- [Text]
A shopper passes between a pair of unsold 2024 BMW IX electric sports utility vehicles at a BMW dealership in Highlands Ranch, Colo., on July 5. David Zalubowski/Associated Press, file

As news started coming out about electric cars in early 2016, Michael Young, a self-described “car guy,” knew he wanted to try one. One afternoon, he strolled into his local dealership and asked to test drive the BMW i3, a small, sporty car with a range of up to 150 miles. The salesperson stopped him. “You can’t drive that car on the highway,” Young recalls the salesperson saying, explaining that the car couldn’t go over 45 mph.

“I was kind of dumbfounded by that,” Young said.

Young knew it could go much faster – and, after convincing the salesperson to let him go on a test drive, ultimately bought the i3. The experience motivated him to launch a website that helps consumers shop for electric vehicles.

- [Record extracts]
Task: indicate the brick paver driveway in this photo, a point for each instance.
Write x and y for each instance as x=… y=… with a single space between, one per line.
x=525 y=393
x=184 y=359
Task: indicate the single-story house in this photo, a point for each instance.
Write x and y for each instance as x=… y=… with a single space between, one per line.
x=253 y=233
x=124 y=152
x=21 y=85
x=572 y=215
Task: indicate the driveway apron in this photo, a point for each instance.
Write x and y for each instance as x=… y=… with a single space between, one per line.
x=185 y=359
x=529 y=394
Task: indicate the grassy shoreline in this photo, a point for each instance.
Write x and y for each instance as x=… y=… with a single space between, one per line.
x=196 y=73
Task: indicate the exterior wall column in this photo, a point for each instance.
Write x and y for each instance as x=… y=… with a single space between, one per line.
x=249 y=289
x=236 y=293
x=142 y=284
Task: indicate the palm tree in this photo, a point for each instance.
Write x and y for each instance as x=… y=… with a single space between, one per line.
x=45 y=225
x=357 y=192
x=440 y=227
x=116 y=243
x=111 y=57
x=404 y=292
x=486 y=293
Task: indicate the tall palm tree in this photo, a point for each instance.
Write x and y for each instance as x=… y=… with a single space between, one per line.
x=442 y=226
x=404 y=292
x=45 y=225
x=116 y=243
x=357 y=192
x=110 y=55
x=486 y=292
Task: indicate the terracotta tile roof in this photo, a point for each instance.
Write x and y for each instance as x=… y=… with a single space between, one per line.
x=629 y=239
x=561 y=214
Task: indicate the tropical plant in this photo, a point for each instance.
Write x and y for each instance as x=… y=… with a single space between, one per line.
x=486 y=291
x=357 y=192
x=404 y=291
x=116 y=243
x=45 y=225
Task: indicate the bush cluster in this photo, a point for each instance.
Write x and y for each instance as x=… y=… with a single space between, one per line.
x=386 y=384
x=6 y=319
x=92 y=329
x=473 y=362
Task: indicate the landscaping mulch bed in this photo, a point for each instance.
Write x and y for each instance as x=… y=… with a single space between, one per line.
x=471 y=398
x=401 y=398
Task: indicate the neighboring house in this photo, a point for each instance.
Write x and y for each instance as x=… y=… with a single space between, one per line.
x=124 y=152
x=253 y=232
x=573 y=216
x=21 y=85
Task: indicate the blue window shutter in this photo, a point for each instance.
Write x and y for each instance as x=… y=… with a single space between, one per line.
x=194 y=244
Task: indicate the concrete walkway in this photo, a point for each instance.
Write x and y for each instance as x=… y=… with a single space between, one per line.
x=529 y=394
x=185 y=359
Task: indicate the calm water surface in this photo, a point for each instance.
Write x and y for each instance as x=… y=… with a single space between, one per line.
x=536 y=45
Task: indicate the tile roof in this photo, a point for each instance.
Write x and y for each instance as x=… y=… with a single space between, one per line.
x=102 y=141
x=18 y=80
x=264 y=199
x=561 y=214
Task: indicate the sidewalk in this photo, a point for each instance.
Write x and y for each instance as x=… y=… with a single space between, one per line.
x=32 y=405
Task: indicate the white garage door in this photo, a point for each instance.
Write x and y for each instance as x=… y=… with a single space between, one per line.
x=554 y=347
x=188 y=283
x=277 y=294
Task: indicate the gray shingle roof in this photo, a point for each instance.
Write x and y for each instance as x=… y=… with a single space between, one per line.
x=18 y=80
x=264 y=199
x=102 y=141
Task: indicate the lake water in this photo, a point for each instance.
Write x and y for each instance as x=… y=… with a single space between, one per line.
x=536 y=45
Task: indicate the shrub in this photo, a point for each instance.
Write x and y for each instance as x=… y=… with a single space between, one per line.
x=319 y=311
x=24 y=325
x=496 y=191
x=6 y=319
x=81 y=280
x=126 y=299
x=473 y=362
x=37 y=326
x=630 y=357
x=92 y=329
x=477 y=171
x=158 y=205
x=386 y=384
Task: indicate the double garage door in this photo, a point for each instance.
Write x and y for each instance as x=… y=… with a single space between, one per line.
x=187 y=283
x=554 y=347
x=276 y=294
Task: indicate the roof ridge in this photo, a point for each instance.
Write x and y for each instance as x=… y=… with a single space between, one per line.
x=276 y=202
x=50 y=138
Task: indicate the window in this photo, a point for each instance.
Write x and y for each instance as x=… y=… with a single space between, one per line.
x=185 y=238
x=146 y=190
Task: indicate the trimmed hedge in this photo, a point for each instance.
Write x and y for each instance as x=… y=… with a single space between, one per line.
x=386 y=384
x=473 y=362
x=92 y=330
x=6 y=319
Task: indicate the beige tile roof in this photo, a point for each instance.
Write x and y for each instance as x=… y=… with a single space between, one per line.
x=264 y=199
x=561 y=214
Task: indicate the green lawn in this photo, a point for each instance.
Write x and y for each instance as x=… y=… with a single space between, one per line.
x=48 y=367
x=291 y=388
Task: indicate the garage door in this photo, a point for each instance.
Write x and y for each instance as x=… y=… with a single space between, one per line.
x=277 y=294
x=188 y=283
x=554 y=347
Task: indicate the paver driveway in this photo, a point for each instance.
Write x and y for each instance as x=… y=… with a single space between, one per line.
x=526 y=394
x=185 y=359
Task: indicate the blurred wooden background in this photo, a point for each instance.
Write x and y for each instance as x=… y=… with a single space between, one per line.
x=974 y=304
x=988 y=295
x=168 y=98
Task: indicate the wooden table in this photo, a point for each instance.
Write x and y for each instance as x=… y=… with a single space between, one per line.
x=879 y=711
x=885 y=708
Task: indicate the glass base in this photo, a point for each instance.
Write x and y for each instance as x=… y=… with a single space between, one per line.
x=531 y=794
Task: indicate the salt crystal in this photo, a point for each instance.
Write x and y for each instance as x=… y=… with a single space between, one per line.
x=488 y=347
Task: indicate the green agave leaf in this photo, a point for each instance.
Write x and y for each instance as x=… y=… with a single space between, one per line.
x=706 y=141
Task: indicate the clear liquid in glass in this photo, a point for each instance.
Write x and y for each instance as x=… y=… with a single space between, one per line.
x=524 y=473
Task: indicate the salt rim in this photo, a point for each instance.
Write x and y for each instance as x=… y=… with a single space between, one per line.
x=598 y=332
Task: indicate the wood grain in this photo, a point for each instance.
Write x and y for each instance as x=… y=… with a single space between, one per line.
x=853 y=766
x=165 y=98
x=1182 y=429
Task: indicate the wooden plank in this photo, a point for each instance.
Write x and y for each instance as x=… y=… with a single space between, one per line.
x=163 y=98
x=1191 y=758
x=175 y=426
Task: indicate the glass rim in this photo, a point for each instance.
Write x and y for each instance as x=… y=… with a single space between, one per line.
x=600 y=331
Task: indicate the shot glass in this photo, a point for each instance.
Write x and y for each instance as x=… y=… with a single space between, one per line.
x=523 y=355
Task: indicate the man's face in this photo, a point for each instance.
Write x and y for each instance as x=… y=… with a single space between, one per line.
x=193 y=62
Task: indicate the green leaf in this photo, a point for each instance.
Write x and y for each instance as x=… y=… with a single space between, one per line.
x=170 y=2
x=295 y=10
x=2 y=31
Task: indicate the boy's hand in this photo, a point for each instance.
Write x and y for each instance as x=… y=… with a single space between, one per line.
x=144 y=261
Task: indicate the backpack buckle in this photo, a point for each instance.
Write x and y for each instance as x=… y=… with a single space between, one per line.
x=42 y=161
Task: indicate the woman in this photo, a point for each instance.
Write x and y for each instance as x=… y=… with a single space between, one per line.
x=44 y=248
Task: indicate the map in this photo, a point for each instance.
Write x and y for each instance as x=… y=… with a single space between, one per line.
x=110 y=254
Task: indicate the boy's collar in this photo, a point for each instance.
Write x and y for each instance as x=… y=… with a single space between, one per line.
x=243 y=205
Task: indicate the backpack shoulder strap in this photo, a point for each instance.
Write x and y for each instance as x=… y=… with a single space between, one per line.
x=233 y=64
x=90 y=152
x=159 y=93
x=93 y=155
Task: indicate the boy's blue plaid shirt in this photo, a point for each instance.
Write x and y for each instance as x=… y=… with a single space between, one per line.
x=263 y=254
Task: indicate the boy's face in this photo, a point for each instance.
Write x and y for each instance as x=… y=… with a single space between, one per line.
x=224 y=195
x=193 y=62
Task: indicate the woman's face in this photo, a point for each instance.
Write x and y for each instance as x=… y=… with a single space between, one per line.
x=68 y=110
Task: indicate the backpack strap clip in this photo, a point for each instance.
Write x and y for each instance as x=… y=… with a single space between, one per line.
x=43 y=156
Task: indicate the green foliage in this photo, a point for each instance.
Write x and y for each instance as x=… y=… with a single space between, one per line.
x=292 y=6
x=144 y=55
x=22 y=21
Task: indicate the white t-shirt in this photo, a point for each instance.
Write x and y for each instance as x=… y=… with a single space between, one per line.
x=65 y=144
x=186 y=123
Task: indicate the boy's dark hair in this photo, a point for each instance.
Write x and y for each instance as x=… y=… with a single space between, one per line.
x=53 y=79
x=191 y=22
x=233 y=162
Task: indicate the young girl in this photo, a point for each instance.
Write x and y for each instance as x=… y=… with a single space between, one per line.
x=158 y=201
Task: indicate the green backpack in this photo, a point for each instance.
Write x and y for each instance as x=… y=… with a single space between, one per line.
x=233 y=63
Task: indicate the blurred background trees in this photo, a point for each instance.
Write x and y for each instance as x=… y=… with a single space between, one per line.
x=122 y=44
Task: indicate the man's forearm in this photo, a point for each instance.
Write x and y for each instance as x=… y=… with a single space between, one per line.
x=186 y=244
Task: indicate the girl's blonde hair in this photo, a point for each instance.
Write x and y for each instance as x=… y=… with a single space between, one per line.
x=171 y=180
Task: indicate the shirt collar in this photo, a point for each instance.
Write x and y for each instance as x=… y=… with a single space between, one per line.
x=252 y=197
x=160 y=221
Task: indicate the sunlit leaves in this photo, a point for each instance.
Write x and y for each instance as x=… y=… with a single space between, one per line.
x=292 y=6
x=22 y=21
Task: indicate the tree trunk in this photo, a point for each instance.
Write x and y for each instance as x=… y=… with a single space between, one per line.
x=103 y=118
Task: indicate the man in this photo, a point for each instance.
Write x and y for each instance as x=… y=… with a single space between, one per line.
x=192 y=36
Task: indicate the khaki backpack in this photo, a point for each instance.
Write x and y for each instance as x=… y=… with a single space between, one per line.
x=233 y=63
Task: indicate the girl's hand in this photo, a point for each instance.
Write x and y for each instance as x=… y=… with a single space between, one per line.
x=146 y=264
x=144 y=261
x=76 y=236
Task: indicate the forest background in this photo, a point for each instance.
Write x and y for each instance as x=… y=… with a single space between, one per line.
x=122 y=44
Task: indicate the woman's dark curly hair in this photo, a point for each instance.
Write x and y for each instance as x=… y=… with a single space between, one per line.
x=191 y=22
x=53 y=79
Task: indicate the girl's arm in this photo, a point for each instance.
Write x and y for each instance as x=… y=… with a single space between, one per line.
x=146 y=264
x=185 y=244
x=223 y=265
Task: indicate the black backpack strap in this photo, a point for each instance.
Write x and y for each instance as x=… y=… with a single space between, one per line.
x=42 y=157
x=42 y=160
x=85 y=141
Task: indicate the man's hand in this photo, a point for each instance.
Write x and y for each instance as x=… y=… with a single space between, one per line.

- [Written tasks]
(1) Copy the records exactly, from the line with "Task: indicate the glass base" up to and including the line with "x=488 y=347".
(2) Go on with the story about Michael Young and electric cars from its last sentence.

- [The replies]
(1)
Task: indicate the glass base in this photo, a point for each instance.
Write x and y for each instance as x=… y=… with a single space between, one per line.
x=531 y=794
Task: indicate the salt crystal in this photo, a point for each instance.
Write x and y for each instance as x=… y=… with a single space between, one per line.
x=488 y=347

(2)
But the incident underscores a problem that still plagues electric vehicles: Many U.S. buyers say car dealerships, which sell the majority of new vehicles, are not prepared for the electric transition.

The Biden administration aims to have as many as two-thirds of new cars sold in the United States be electric by 2032, and automakers have invested hundreds of billions of dollars in EVs. But if car dealers don’t want to sell EVs, the country’s electric transition could be in jeopardy.

Car sales are unlike any other commercial transaction in America. For most products – everything including shoes and iPhones – you can buy directly from the manufacturer or in dozens of other stores. Cars used to be the same: Before World War II, people bought personal vehicles at big-box department stores, from the manufacturers themselves, and even at gas stations.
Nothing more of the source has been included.